◆ Exercícios:
#1 Responda com base no texto sobre compostagem:
(a) Em que ano começou a prática de compostar?
(b) Em que recipiente eram guardados os resíduos da cozinha durante a semana?
(c) Há quantos anos os coqueiros considerados estéreis estavam sem produzir?
#2 Prossiga o texto sobre compostagem a partir da última frase.

Por Jurema Cintra Barreto*
Sentia, erroneamente, que era a pessoa mais ecológica do meu grupo. Ora, eu fazia coleta seletiva, separava a reciclagem, guardava tudo em meu pequeno apartamento de recém-formada em Direito, fazia um esforço grande, colocava no carro e levava num longínquo e insalubre depósito de materiais recicláveis nas margens de uma BR. Economizava luz, andava de bike, coletava água da chuva, reutilizava objetos, garrafas, e sacolinhas plásticas; ahhh as sacolas plásticas … eu dobrava uma a uma, guardava com carinho, levava para feira livre todas as sacolas e voltava com elas várias vezes, e acreditava que assim, eu era “muito ecológica”. Comprava na feira livre, itens direto do produtor e acreditava que estava com créditos e saldo positivos com o planeta.
Discussões da pauta de meio-ambiente, parecia algo que advogado só via apenas na disciplina de Direito Ambiental ou na propaganda da TV no Dia da Árvore.
Comecei a Compostar de forma bem intuitiva em 2005. Na casa de praia de um ex-namorado, tinha muita folha seca de um jambeiro, ali eu já fazia pilhas com o “lixo da cozinha”. Até então era a única palavra que eu conhecia no meu vocabulário: “lixo”. Guardava todos “lixo” da minha cozinha, areia de gato, e etc, num balde de manteiga de 15 kg que vem com tampa. Acumulava durante a semana e levava para a tal casa de praia. Pensem que não era nada agradável o odor, uma logística difícil de replicar e os vizinhos não gostavam; por suposto me faltava técnica e conhecimento, mas sendo da resistência, persisti. Produzi muito composto orgânico, muito mesmo, que até os coqueiros declarados estéreis, 15 anos de vida e sem produção, deram tanto coco que o proprietário da casa, o ex-sogro, não compreendia o milagre. Distribuímos coco verde para todos os amigos.
Daí em diante foi aprimorar o processo, tambores, pilha estática, leituras e aprendizados que hoje posso compartilhar.
Compostar é o processo de decomposição dos resíduos orgânicos que ao final resulta na produção de composto rico em nutrientes para regeneração do solo, existindo várias técnicas, com ou sem minhoca, em caixas fechadas ou ambiente aberto, em larga escala industrial ou em pequena escala domiciliar.
De tanto pesquisar, se tornou um hobby e uma paixão, ensinar as pessoas, doar minhocas, voltar para a academia e me aprofundar a nível de mestrado sobre os processos de gerenciamento de resíduos sólidos e a economia circular.

(Linhas de dados)

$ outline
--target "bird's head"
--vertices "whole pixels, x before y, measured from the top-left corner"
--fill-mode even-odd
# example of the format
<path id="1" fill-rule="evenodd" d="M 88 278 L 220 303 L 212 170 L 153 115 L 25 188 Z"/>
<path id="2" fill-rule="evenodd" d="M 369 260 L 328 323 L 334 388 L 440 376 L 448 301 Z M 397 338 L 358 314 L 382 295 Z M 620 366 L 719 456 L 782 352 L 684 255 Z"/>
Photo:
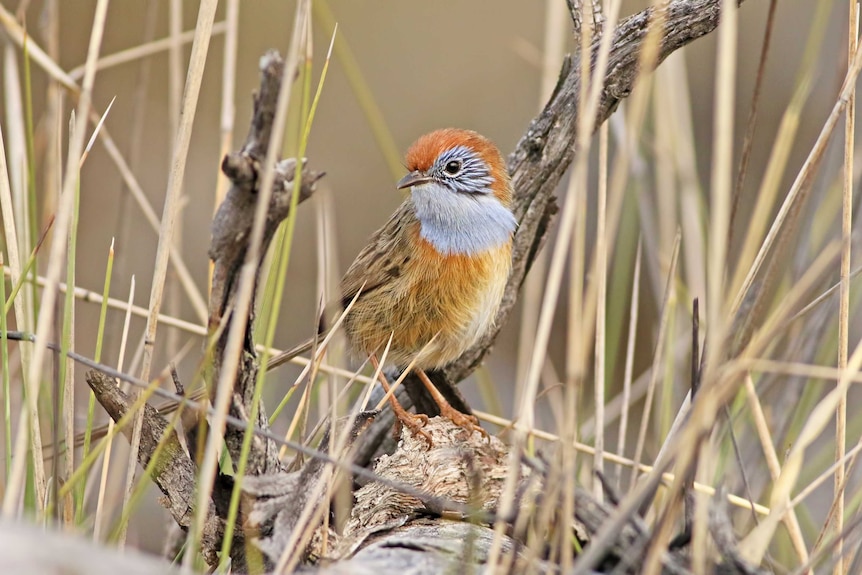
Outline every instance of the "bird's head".
<path id="1" fill-rule="evenodd" d="M 426 134 L 407 151 L 411 188 L 422 237 L 445 254 L 477 254 L 511 242 L 512 187 L 497 147 L 469 130 Z"/>
<path id="2" fill-rule="evenodd" d="M 420 137 L 407 151 L 407 169 L 399 189 L 435 184 L 440 193 L 490 194 L 507 208 L 512 203 L 500 150 L 470 130 L 445 128 Z"/>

◆ Respostas:
#1
(a) Em 2005.
(b) Num balde de manteiga de 15 kg com tampa.
(c) Havia 15 anos.

#2
Sou Cringe e aí o ditado pega bem: a ficha caiu. O problema não é apenas separar os resíduos recicláveis, a questão de fundo é sobre o consumismo. O modelo desenhado pelo geógrafo Milton Santos afirma que estamos numa espiral infinita de consumo, uma linha de morte: extração/produção/venda/descarte, descartar é o antagonista do verbo compostar. Enquanto descartar linearmente polui e gera morte, o outro regenera de forma diametricamente oposta e benéfica, pois gera vida.
“O problema não é apenas separar os resíduos recicláveis, a questão de fundo é sobre o consumismo”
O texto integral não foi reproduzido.